(Detection examples)

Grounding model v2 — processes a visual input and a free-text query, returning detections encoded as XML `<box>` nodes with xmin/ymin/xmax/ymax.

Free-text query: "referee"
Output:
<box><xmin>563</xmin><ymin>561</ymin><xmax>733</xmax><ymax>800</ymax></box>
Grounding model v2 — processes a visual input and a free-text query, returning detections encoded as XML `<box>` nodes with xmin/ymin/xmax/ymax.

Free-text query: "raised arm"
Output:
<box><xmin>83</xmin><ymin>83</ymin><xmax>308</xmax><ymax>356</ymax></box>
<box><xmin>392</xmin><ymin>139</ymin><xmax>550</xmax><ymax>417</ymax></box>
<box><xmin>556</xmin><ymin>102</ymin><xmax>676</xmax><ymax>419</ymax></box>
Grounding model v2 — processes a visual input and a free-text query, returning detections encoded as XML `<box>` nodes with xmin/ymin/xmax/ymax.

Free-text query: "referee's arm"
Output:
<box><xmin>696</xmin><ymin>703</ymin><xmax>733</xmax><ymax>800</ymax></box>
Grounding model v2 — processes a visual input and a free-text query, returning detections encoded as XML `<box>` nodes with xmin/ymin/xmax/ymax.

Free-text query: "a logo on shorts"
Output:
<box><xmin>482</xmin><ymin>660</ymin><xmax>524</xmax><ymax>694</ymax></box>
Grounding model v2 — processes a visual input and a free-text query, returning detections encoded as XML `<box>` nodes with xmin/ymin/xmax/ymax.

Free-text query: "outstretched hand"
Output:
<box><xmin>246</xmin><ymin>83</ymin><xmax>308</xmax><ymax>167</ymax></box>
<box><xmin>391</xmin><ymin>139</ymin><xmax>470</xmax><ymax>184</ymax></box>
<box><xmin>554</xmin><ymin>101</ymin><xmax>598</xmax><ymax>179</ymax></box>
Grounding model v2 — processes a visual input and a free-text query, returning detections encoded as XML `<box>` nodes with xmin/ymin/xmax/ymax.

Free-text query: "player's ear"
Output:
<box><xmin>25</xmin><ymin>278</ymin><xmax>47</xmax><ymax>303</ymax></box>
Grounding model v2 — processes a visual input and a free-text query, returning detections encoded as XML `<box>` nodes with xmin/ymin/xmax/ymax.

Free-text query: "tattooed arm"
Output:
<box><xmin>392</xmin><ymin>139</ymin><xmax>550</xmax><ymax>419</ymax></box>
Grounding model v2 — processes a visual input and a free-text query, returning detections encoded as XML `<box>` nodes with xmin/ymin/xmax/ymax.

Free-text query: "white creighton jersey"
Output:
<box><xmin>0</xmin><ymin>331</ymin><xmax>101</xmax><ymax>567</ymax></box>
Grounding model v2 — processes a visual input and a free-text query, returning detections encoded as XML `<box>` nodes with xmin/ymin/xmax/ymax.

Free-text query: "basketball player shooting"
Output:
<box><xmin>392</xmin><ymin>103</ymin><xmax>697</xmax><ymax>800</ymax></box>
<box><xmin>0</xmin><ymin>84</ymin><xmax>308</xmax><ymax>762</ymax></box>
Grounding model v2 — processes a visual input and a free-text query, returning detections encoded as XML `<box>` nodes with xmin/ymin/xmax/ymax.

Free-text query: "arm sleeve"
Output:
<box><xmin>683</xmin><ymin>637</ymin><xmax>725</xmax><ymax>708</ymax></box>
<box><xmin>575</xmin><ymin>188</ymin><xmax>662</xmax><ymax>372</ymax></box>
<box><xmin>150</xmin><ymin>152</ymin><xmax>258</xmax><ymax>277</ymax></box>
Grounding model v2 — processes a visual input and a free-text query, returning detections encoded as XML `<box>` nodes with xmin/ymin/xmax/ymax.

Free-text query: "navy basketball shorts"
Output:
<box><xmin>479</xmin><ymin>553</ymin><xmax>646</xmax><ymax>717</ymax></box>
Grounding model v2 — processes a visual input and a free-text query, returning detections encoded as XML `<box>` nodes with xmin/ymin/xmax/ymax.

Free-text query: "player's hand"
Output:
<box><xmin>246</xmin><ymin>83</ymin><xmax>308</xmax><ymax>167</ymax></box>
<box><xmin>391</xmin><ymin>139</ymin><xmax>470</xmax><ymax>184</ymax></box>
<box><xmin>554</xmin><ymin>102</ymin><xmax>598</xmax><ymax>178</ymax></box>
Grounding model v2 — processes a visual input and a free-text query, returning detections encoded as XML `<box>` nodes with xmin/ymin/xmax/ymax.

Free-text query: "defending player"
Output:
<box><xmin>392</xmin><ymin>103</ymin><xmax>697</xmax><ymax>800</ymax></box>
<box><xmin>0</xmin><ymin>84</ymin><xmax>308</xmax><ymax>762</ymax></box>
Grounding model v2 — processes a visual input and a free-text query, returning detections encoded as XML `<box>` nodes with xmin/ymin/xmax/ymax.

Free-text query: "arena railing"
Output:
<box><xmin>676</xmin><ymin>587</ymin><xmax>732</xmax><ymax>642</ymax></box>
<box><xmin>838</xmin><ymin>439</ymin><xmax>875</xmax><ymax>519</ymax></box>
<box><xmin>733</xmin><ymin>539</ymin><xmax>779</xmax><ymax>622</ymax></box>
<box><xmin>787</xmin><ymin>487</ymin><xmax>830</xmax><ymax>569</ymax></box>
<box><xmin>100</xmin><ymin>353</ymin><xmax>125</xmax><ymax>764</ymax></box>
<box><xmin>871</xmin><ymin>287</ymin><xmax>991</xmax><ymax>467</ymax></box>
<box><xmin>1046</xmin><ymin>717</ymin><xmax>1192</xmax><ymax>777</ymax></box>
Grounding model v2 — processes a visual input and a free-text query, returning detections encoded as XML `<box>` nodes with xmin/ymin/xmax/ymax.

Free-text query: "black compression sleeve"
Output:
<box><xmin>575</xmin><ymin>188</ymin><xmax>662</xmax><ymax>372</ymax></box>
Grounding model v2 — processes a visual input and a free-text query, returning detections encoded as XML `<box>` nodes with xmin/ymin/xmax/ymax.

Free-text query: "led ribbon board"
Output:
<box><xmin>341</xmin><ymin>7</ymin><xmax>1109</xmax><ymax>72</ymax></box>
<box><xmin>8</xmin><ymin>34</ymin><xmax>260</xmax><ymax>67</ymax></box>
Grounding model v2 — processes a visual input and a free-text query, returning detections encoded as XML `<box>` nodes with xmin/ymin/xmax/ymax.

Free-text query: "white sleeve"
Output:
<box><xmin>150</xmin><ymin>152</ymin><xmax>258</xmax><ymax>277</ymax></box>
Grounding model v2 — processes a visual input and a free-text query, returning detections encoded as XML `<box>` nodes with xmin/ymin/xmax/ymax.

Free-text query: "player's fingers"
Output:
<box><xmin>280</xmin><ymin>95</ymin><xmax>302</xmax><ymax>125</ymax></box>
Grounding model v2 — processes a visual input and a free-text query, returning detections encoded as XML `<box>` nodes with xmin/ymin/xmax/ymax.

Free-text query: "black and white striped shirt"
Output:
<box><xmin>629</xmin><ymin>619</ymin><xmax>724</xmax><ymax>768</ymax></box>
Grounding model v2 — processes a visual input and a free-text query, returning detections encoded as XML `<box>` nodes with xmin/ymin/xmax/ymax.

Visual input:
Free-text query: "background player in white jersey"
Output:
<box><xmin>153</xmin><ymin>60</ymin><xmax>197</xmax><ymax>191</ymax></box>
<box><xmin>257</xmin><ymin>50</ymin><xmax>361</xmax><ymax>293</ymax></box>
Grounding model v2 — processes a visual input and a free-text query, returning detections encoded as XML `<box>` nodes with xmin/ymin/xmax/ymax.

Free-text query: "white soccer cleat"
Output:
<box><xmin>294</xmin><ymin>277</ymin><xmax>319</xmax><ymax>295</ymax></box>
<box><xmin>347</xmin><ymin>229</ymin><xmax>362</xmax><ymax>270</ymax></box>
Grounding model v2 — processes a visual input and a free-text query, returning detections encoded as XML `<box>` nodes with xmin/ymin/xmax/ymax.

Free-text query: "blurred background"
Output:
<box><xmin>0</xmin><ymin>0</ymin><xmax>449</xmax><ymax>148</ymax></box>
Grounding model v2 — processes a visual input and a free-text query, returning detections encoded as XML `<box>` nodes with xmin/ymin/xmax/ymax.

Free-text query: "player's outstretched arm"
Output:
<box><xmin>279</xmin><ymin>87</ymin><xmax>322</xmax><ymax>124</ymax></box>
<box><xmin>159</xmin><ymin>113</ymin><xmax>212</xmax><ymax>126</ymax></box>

● **Aim of the exercise**:
Count the lines in the listing above that contain the string "white" and reply with only that number.

● **Result of the exercise**:
5